Document excerpt —
· · · ·
But we could go out and take the sky by storm. The violence came from an archaic and repressive state that wanted to maintain its privileges at the cost of suppressing the voice of the needy and of the forgotten. Robberies were scarce and an almost innocent solidarity prevailed in the midst of so much injustice. Although there were "güeritos" and "caifanes" who contrasted socially, and who undoubtedly confronted each other in many ways, the collective feeling was that there was room for everyone.
It seems to me that three historical phenomena occurred which exacerbated social destabilization and created a general climate of distrust. One was the destruction of the countryside and the rural population in exchange for a disproportionate concentration in the cities. They grew until they became uninhabitable and, very peculiarly, the marginal strips were filled with outcasts and exiles coming from the increasingly deserted plains of this country. That in turn favored migration to the north, further despoiling the destitute communities. As Adolfo Gilly once said, the creation of a system of unproductive plots was Cardenismo's crassest economic mistake.
Second, and just as serious, the perpetuation of nepotism sustained by a single, deeply corrupt and organically tribal party. Recurrent elites (like an imperial oligarchy that inherited positions and privileges) plundered the country and weakened democracy to the point of making it despicable, inoperative and undesirable. We forgot how and why we should vote, because it made no difference whether we showed up or left everything in the hands of the same satraps.
Third, we inevitably became the privileged route for drugs to the world's largest market. This condition of transporters rather than producers caused an unprecedented socioeconomic imbalance. Incoming dirty money that no one had ever dreamed of. This led to the emergence of murderous gangs, hitmen to implement them and a change in the social perception of the powers that an indomitable society like ours (as well as Colombia, North Africa or Southeast Asia) was not prepared to face.
The results were predictable. More violence, more poverty, more discontent and the ungovernability we have been suffering.
· · · ·
Extracted entries —
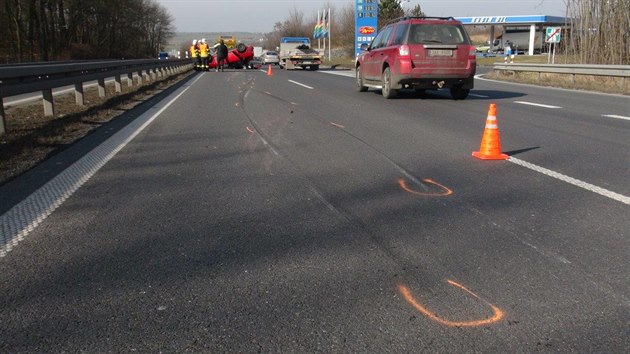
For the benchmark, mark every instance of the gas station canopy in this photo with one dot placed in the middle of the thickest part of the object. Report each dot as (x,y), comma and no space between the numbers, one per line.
(533,21)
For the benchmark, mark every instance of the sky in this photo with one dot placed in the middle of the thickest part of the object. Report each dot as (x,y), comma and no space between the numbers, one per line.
(261,15)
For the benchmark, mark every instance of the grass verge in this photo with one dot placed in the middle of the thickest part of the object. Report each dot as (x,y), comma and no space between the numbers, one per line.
(32,137)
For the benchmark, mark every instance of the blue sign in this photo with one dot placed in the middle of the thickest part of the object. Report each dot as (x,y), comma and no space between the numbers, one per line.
(365,23)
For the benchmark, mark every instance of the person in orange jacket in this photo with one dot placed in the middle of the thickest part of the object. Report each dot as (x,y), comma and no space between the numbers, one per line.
(204,53)
(194,54)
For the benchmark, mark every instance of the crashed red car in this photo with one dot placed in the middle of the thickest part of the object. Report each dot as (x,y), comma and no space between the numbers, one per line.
(238,57)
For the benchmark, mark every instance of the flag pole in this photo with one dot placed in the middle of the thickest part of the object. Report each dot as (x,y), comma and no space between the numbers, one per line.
(329,36)
(319,40)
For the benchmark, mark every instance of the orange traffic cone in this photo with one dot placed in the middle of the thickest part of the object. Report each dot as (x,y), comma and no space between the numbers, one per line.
(490,148)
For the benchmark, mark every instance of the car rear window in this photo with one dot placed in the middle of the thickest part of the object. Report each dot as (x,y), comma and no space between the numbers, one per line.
(399,34)
(437,33)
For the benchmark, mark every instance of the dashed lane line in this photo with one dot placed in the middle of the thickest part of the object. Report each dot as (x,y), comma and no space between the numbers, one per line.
(615,116)
(300,84)
(576,182)
(537,104)
(24,217)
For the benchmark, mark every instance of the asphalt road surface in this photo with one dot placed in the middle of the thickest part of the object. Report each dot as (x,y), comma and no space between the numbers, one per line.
(242,212)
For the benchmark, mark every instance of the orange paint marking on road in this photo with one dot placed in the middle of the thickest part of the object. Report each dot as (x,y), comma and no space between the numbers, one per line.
(337,125)
(497,316)
(403,185)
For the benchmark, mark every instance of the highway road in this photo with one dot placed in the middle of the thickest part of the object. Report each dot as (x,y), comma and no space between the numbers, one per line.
(243,212)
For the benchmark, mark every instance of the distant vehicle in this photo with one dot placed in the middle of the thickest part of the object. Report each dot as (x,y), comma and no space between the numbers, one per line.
(421,53)
(297,52)
(230,41)
(270,57)
(255,63)
(238,58)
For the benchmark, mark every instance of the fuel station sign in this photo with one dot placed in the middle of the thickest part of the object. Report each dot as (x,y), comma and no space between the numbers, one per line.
(366,23)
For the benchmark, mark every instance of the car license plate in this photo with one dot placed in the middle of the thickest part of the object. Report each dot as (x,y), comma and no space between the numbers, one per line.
(440,52)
· · · ·
List of tasks —
• A. In the essay on social destabilization, what did Adolfo Gilly call Cardenismo's crassest economic mistake?
• B. List every result that the essay on social destabilization calls predictable.
• C. Extend the essay on social destabilization past its final sentence.

Responses by item number —
• A. The creation of a system of unproductive plots.

• B. More violence, more poverty, more discontent, and the ungovernability we have been suffering.

• C.
In the midst of all this gloom, the pandemic broke out. Obviously, it took us by surprise and insufficiently prepared. Our people today are alarmed and prey to a generalized hypochondria that cannot be solved with tragic sums or unfulfilled promises. To dissolve the "day of healthy distance" when contagions multiply is as much as to make the population sick, leaving them to their own luck.
We should not expect a President or his entourage to be the saviors of the country; that is not even credible in free textbooks. But we can trust that the distribution and application of resources for health will be fair and proportionate, that the search for pharmacological answers and vaccines will be encouraged, and that we will receive a consensual guide as to which sectors of society deserve more care or greater protection.
The poor, the old and the chronically ill are dying unnecessarily. I wonder: is it not the duty of the State to prevent this, to restore our faith in concrete measures of assistance and health care instead of taking on the role of damage accountants?
I remind you of what the English doctor Rachel Clarke bravely stated: "The true metric of success in the face of this pandemic is the number of deaths that can be prevented. The goal of our response to COVID-19 is not the flattening of curves, enhancing the news or publishing illustrious headlines, protecting healthcare systems or inventing meaningless mathematical equations: it is and should be the prevention of unnecessary deaths."